The crater of Mt. St. Helens with a plume of smoke escaping.
Figure 4. Mount St. Helens in 1982> After the 1980 eruption, there was a massive debris avalanche that reduced the elevation of the mountain’s summit from 9,677 ft (2,950 m) to 8,363 ft (2,549 m), leaving a 1 mile (1.6 km) wide horseshoe-shaped crater.

Had the eruption occurred on Monday rather than Sunday, several hundred loggers, working in an area near the volcano but outside the closed area, would have died. During the next decade, continued enforcement of restricted zones and careful observation and prediction of activity warned the public of impending eruptions, and no additional lives were lost. Research into what had caused the catastrophic eruption led to increased appreciation of the inherent instability of high, snow-covered volcanoes and the hazards they pose. (Excerpts from Living With Volcanoes, by T.L. Wright and T.C. Pierson, The U.S. Geological Survey’s Volcano Hazards Program: U.S. Geological Survey Circular 1073, 57p. 1992.)

3 images of Mt. St. Helens showing before and after with lines to indicate where the top of the cone used to be.
Figure 5. Mount St. Helens before and after the 1980 eruption showing the reduction in height and the resulting crater.

How Rocks Melt

Most magma is generated at the base of the earth’s crust; the figure below is a pressure-temperature diagram. On the left side of the solid black line (called the solidus) is a region where the temperature is too low for a rock to melt. On the right side of the solidus line is the region where rock will melt. Notice that the solidus line is not a vertical line going straight down, but is sloped at an angle less than vertical, demonstrating that with increasing pressure the temperature must also increase in order for a rock to melt.

Figure 6. Pressure and Temperature graph of crustal rocks. The line that separates the region of solid versus liquid rock is called the solidus. Note that a rock at point X cannot melt unless one of the following conditions occur: either a temperature increase (arrow “a”), or a pressure decrease (arrow “b”), or any combination of these two changes (arrow “c”), or by adding water to change the melting conditions which shifts the solidus line to the left (arrow “d”).

### [Tasks to perform]
1. Retype the volcano passage word for word, beginning at the words "The crater of" and stopping after "wide horseshoe-shaped crater.".
2. According to the volcano passage, what does the slope of the solidus line demonstrate? Answer in one to three sentences.
3. Write what comes next in the volcano passage, starting after its last sentence.

Saved data entries:
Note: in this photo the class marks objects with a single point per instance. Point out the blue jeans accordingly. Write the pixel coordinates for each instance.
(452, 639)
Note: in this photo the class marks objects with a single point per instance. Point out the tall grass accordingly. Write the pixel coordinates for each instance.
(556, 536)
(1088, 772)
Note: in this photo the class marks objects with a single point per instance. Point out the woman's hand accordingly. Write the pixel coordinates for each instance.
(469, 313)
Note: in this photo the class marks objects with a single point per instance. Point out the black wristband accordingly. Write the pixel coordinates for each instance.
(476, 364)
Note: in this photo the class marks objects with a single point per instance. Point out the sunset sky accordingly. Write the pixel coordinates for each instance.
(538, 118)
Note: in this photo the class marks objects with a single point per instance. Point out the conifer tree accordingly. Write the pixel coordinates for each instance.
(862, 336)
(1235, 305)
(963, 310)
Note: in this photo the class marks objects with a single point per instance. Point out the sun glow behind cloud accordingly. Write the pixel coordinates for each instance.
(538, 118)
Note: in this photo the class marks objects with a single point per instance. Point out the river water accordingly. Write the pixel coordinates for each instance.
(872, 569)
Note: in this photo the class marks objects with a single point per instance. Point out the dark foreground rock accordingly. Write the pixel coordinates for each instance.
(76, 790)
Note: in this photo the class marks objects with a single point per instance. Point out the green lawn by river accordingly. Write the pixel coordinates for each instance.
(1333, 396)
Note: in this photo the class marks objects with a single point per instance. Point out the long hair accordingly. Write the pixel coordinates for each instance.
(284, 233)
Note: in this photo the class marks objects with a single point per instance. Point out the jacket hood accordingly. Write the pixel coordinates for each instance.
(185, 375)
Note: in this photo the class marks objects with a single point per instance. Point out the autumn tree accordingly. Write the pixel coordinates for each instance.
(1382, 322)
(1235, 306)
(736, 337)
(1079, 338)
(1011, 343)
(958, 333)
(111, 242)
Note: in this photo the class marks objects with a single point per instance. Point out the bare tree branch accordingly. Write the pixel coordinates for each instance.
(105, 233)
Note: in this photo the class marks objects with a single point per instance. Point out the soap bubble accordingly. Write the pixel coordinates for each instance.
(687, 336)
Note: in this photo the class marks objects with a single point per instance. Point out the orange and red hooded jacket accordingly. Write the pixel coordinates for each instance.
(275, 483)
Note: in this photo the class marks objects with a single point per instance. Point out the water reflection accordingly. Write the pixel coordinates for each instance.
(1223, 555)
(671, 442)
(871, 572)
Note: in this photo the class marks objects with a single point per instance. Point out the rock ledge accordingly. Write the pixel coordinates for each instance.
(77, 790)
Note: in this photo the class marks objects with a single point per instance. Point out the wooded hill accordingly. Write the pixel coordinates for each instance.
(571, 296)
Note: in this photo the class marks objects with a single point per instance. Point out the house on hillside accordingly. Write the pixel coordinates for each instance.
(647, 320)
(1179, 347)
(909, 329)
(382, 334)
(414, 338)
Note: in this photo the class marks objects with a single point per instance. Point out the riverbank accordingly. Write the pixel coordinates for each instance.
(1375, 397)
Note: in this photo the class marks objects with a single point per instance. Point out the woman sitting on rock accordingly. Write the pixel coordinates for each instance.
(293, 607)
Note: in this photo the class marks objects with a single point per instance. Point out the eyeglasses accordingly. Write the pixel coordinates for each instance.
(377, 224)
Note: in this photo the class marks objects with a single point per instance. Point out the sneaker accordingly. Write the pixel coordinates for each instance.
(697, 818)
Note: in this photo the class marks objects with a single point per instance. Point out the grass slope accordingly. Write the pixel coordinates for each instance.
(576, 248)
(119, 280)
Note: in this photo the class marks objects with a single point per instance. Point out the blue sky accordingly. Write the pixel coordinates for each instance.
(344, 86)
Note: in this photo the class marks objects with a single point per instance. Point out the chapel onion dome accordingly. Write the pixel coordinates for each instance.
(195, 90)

### [Answers for the exercise]
1.
The crater of Mt. St. Helens with a plume of smoke escaping.
Figure 4. Mount St. Helens in 1982> After the 1980 eruption, there was a massive debris avalanche that reduced the elevation of the mountain’s summit from 9,677 ft (2,950 m) to 8,363 ft (2,549 m), leaving a 1 mile (1.6 km) wide horseshoe-shaped crater.

2. The solidus line slopes at an angle less than vertical instead of going straight down. This shows that as pressure increases, the temperature must also increase for a rock to melt.

3.
Now take a look at the conditions at the base of the crust, at point “X”. This rock at “X” is not hot enough to melt; or it can be said that the rock at point X is under too much pressure to melt. To make this rock melt, either the temperature must increase (arrow “a”), or the pressure must decrease (arrow “b”), or we can have both hotter temperature and lower pressure occur simultaneously (arrow “c”). Regardless of the path taken, we can make this rock X cross the solid line and become magma. The only other way we can make rock X cross the solid line and become magma is to move this line (arrow “d” in the figure); in other words, change the melting temperature of the rock. This can be done by adding water, which lowers the melting temperature of rock, and now we can make rock X melt without actually having to change the temperature and pressure conditions.

Now let us think of plate tectonics and the types of boundaries that have magma associated with them (see figure below). Tectonic plates that are diverging (or pulling apart), causes the underlying region of the mantle to experience reduced pressure conditions. If the mantle is already fairly warm, the decreased pressure may just be enough for magma to be produced (arrow “b” in the figure below). Where tectonic plates are converging (coming together), one of the plates may subduct below the other plate; recall that subduction will only occur if the tectonic plate has an oceanic crust type. This subducting oceanic crust-topped plate will contain minerals that are hydrated (water in their crystal structure), and as the plate subducts, the hydrated minerals will become unstable and water will be released.

Figure 7. Areas of magma generation at certain plate boundaries (b and d), or within a plate due to a hotspot (a). Arrows a, b, and d correspond to the same arrows as shown in Figure 6.

This water will lower the melting temperature of the mantle region directly above the subducting plate, and as a result magma is produced (arrow “d” in the figure). The last way to melt rock is to just increase the temperature of the rock; this particular melting mechanism does not have to be associated with any particular plate boundary. Instead there must be a region known as a hot spot, caused by mantle plumes (arrow “a” in the figure above). Mantle plumes are thought to be generated at the core-mantle boundary, and are regions of increased temperature that can cause melting of the lithospheric region. With the lithosphere broken into several tectonic plates that have been migrating over these plumes throughout geologic time, the resulting hotspot-generated volcanoes can be found anywhere in the world.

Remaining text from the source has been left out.